Text block:
Don't listen to naysayers, women are driving the wheels of change

Indira Gandhi, India’s first woman prime minister has retained a special place in history as one of the world’s most formidable political leaders of her time.

Known as the ‘Iron Lady of India’, she saw her country through baby steps into economic emancipation, democracy and expanded political and civil rights. 

At the height of her rule, she was a firm believer in equity and social justice. She had the conviction that for any nation to leap forward, its people must have a deliberate but strategic bias towards action.

“Have a bias toward action – let’s see something happen now. You can break that big plan into small steps and take the first step right away,” she once remarked.

The Azimio la Umoja revolution we’re seeing in Kenya today is, in many ways, reminiscent of Gandhi's philosophy. By believing in the power of women, Azimio recognizes that gender equality has a special place and a society that values every single person, gender notwithstanding, is safer and healthier.

Provided data:
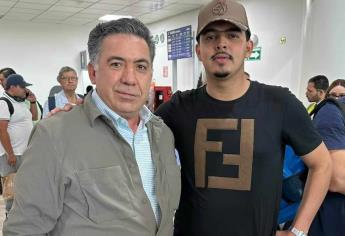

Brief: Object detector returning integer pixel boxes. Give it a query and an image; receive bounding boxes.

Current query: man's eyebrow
[107,56,125,62]
[107,56,151,65]
[201,27,242,34]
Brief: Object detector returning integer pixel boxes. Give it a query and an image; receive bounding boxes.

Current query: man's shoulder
[39,105,86,130]
[252,81,297,103]
[252,81,289,95]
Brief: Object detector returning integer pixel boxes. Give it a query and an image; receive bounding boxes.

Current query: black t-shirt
[156,81,321,236]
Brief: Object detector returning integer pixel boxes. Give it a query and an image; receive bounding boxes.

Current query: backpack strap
[0,97,14,116]
[311,98,345,118]
[48,95,56,111]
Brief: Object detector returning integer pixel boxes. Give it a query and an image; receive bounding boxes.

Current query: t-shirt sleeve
[314,103,345,150]
[0,100,11,120]
[283,90,322,156]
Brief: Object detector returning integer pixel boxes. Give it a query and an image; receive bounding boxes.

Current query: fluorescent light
[98,15,133,22]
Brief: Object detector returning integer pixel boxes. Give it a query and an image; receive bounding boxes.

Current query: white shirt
[0,93,33,155]
[43,90,79,118]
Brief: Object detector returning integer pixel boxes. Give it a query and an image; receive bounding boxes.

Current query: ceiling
[0,0,210,25]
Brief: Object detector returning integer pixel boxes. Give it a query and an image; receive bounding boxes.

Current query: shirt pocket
[76,166,135,223]
[166,165,181,212]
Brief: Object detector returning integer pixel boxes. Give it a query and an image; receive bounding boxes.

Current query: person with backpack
[308,79,345,236]
[0,74,37,215]
[43,66,84,118]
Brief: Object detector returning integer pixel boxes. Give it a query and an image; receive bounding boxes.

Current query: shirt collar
[91,89,153,128]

Task objective:
Continue the piece above about women driving change in Kenya, picking up after its final sentence.

Output for this exercise:
Sceptics and naysayers may deny it but the choice of Narc-Kenya leader Martha Karua, Kenya’s Iron Lady, as the Azimio presidential running mate is a no mean feat for the country. In Azimio and its affiliated parties, there’s a deliberate effort to soar up women numbers in political leadership, something that has been elusive more than 50 years after independence.

Azimio presidential candidate Raila Odinga and running mate Martha Karua. [Allan Gichigi, Standard]

Admittedly, by settling on Karua, the Raila Odinga-led coalition long read the mood of the country. It is said that you cannot prevent an idea whose time has come. Giving women a voice at the decision table is intrinsically linked to stability, peace and sustainable development and is vital to the quest for human rights for all. There’s no better time to appreciate women’s contributions. A tried and tested politician, Karua adds flavour to the top race.

Power of diversity

Voters, not just the woman folk, must cast their lot with Azimio. In it, we see a selfless group that seeks to build on the power of our diversity to take the nation forward in a systematic manner devoid of exclusion, marginalization and class wars that could put the country on the precipice of chaos. 

It is time for women to further prove their mettle. Going by the excitement elicited by Karua’s nomination across the country, it is evident the nation is on the edge of a women-driven revolution. All over the world, women are claiming their place in history.

The United Nations’ UN Women division says 26 women were serving as heads of State in 24 countries as of the year 2021.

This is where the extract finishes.